What you should do = With pictures omitted, restate the data word for word.

Dataset items =
+ + +
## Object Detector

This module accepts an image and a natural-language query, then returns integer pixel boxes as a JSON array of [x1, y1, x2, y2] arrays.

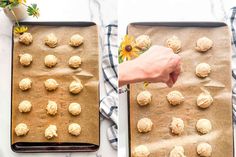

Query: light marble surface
[[118, 0, 236, 156], [0, 0, 117, 157], [2, 0, 236, 157]]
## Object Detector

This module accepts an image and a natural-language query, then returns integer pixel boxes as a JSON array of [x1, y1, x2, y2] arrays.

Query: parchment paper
[[12, 24, 99, 145], [128, 23, 233, 157]]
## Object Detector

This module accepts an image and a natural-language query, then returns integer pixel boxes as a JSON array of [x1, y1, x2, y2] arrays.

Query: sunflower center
[[125, 45, 132, 52]]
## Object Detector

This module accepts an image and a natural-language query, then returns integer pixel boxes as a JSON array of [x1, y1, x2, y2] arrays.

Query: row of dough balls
[[19, 78, 83, 94], [19, 53, 82, 69], [18, 32, 84, 48], [15, 123, 81, 139], [133, 143, 212, 157], [135, 34, 213, 53], [137, 117, 212, 135], [18, 100, 81, 116], [137, 90, 213, 109]]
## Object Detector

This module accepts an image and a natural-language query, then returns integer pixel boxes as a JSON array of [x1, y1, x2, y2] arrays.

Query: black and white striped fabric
[[100, 23, 118, 149], [230, 7, 236, 122]]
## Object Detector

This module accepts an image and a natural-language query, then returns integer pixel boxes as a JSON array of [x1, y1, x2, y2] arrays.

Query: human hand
[[133, 45, 181, 87]]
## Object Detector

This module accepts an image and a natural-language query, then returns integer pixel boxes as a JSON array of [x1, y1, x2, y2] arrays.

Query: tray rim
[[126, 21, 234, 157], [10, 21, 101, 153], [128, 21, 227, 27], [18, 21, 97, 26]]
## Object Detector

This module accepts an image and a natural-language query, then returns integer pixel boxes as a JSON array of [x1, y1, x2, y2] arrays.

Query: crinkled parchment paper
[[12, 24, 99, 145], [128, 23, 233, 157]]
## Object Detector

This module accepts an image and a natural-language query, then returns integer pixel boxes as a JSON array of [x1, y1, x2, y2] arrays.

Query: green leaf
[[118, 46, 124, 63], [0, 0, 10, 8], [27, 3, 40, 18], [0, 0, 15, 8], [118, 55, 123, 64], [0, 2, 8, 8]]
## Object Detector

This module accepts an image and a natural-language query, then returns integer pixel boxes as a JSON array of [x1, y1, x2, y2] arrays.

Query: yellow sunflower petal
[[14, 26, 28, 35], [127, 55, 131, 61], [131, 52, 139, 57], [121, 55, 126, 61], [17, 0, 26, 3], [119, 49, 126, 56], [144, 82, 149, 88]]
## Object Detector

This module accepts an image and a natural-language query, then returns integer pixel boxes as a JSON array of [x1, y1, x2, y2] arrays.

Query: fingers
[[166, 77, 174, 87], [166, 71, 178, 88], [175, 62, 181, 76], [167, 55, 181, 87], [167, 55, 180, 76], [141, 45, 181, 87], [170, 72, 178, 84], [171, 64, 181, 83], [170, 54, 181, 68], [162, 73, 174, 88]]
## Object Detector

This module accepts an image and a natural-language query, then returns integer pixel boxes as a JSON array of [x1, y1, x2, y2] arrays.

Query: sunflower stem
[[10, 9, 20, 27]]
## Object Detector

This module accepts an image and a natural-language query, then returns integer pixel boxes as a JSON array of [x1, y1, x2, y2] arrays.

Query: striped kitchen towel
[[100, 23, 118, 150], [229, 7, 236, 121]]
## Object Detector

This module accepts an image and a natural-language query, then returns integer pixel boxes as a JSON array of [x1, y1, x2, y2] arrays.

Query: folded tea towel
[[229, 7, 236, 122], [100, 23, 118, 150]]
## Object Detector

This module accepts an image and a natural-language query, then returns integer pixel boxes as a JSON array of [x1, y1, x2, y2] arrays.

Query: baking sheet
[[11, 22, 99, 152], [128, 22, 233, 157]]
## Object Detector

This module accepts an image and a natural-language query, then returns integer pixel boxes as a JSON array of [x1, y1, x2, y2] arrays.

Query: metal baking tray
[[127, 22, 234, 157], [11, 21, 100, 153]]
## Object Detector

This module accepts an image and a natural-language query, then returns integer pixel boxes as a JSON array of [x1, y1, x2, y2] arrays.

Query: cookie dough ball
[[44, 55, 58, 68], [167, 91, 184, 106], [196, 119, 212, 134], [46, 100, 57, 116], [196, 63, 211, 78], [197, 143, 212, 157], [170, 117, 184, 135], [44, 79, 58, 91], [169, 146, 186, 157], [19, 53, 32, 66], [137, 118, 153, 133], [18, 100, 32, 113], [69, 34, 84, 47], [135, 35, 151, 50], [19, 78, 32, 91], [166, 36, 182, 53], [133, 145, 150, 157], [137, 91, 152, 106], [68, 56, 82, 68], [68, 102, 81, 116], [69, 80, 83, 94], [15, 123, 29, 136], [195, 37, 213, 52], [45, 33, 58, 48], [68, 123, 81, 136], [197, 91, 213, 109], [45, 125, 57, 139], [19, 32, 33, 45]]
+ + +
Solution to this exercise =
## Object Detector

This module accepts an image and a natural-language query, then returns integer pixel boxes as a JSON array of [x1, y1, x2, y2] arrays.


Query: light marble surface
[[118, 0, 236, 156], [0, 0, 117, 157], [2, 0, 236, 157]]
## Object Detector

This module accepts an image and a natural-language query, then returns integer pixel boxes as a JSON array of [x1, y1, x2, y2] arrays.

Query: parchment paper
[[12, 24, 99, 145], [128, 23, 233, 157]]
## Object Detector

This module accepts an image and a natural-language query, then returns integer pixel boxes as a JSON array of [x1, y1, x2, y2] arrays.

Query: sunflower center
[[125, 45, 132, 52]]
## Object Detector

This module accepts an image and a natural-language query, then returns integer pixel boxes as a JSON array of [x1, y1, x2, y2] arrays.

Query: row of dough balls
[[19, 78, 83, 94], [19, 53, 82, 69], [18, 32, 84, 48], [15, 123, 81, 139], [133, 143, 212, 157], [135, 34, 213, 53], [137, 117, 212, 135], [18, 100, 81, 116], [137, 90, 213, 109]]
## Object Detector

This module accepts an image and a natural-language query, then returns integer pixel boxes as a JSON array of [x1, y1, x2, y2] arrays.

Query: black and white striped fabric
[[100, 23, 118, 149], [230, 7, 236, 122]]
## Object Detector

This module accepts an image and a natural-language query, then returns integer pixel boxes as a JSON array of [x1, y1, x2, y2] arrays.

Query: human hand
[[133, 45, 181, 87]]
## Object Detector

This module accepts an image and a natural-language query, then returns integer pixel boxes as a JSON array of [x1, y1, x2, y2] arrays.

Query: tray rim
[[126, 21, 234, 157], [10, 21, 101, 153], [128, 21, 227, 27], [18, 21, 97, 26]]
## Object Detector

This module accepts an image and a natural-language query, then returns integer pixel boxes as a JSON array of [x1, y1, x2, y2] arrays.

Query: crinkled parchment paper
[[12, 24, 99, 145], [128, 23, 233, 157]]
## Object Detector

This module accepts an image and a natural-language query, then returns integer pixel boxes as a JSON array of [x1, y1, x2, y2] arrays.

Query: green leaf
[[118, 46, 124, 63], [0, 0, 10, 8], [27, 3, 40, 18], [0, 0, 15, 8], [118, 55, 123, 64], [0, 2, 8, 8]]
## Object Detector

This module accepts an image and a natural-language query, then returns integer pixel boxes as a JSON array of [x1, y1, x2, y2] arrays.

Query: yellow sunflower petal
[[14, 26, 28, 35], [127, 55, 131, 61], [131, 52, 139, 57], [121, 55, 126, 61], [17, 0, 26, 3], [119, 49, 126, 56], [144, 82, 149, 88]]
## Object Detector

This module accepts an image and a natural-language query, then returns integer pixel boxes as a JSON array of [x1, y1, x2, y2] arrays.

Query: fingers
[[166, 77, 174, 87], [166, 71, 178, 88], [175, 62, 181, 76], [167, 55, 181, 87], [167, 55, 180, 76], [141, 45, 181, 87], [170, 72, 178, 84], [171, 64, 181, 83], [170, 54, 181, 68], [162, 73, 174, 88]]
## Object Detector

This module accepts an image and a natural-language query, then returns integer pixel boxes as a JSON array of [x1, y1, x2, y2] arrays.

Query: sunflower stem
[[10, 9, 20, 27]]
## Object Detector

This module accepts an image and a natural-language query, then returns integer pixel boxes as a JSON array of [x1, y1, x2, y2] arrays.

Query: striped kitchen towel
[[100, 23, 118, 150], [229, 7, 236, 121]]
## Object Detector

This module accepts an image and a natural-language query, then returns integer pixel boxes as a JSON array of [x1, y1, x2, y2] arrays.

Query: folded tea towel
[[229, 7, 236, 122], [100, 23, 118, 150]]
## Object Detector

This module accepts an image and a natural-language query, then returns integer pixel boxes as a JSON array of [x1, y1, x2, y2] arrays.

Query: baking sheet
[[11, 22, 99, 152], [128, 22, 233, 157]]
## Object Detector

This module accepts an image and a natural-language query, then returns integer pixel boxes as a JSON array of [x1, y1, x2, y2] arrays.

Query: metal baking tray
[[127, 22, 234, 157], [11, 21, 100, 153]]
## Object Detector

This module accepts an image and a natural-language query, then returns integer pixel boxes as a JSON array of [x1, y1, x2, y2] arrays.

Query: cookie dough ball
[[44, 55, 58, 68], [167, 91, 184, 106], [196, 119, 212, 134], [46, 100, 57, 116], [196, 63, 211, 78], [197, 143, 212, 157], [170, 117, 184, 135], [44, 79, 58, 91], [169, 146, 186, 157], [19, 53, 32, 66], [137, 118, 153, 133], [18, 100, 32, 113], [69, 34, 84, 47], [135, 35, 151, 50], [19, 78, 32, 91], [166, 36, 182, 53], [133, 145, 150, 157], [137, 91, 152, 106], [68, 56, 82, 68], [68, 102, 81, 116], [69, 80, 83, 94], [15, 123, 29, 136], [195, 37, 213, 52], [45, 33, 58, 48], [68, 123, 81, 136], [197, 91, 213, 109], [45, 125, 57, 139], [19, 32, 33, 45]]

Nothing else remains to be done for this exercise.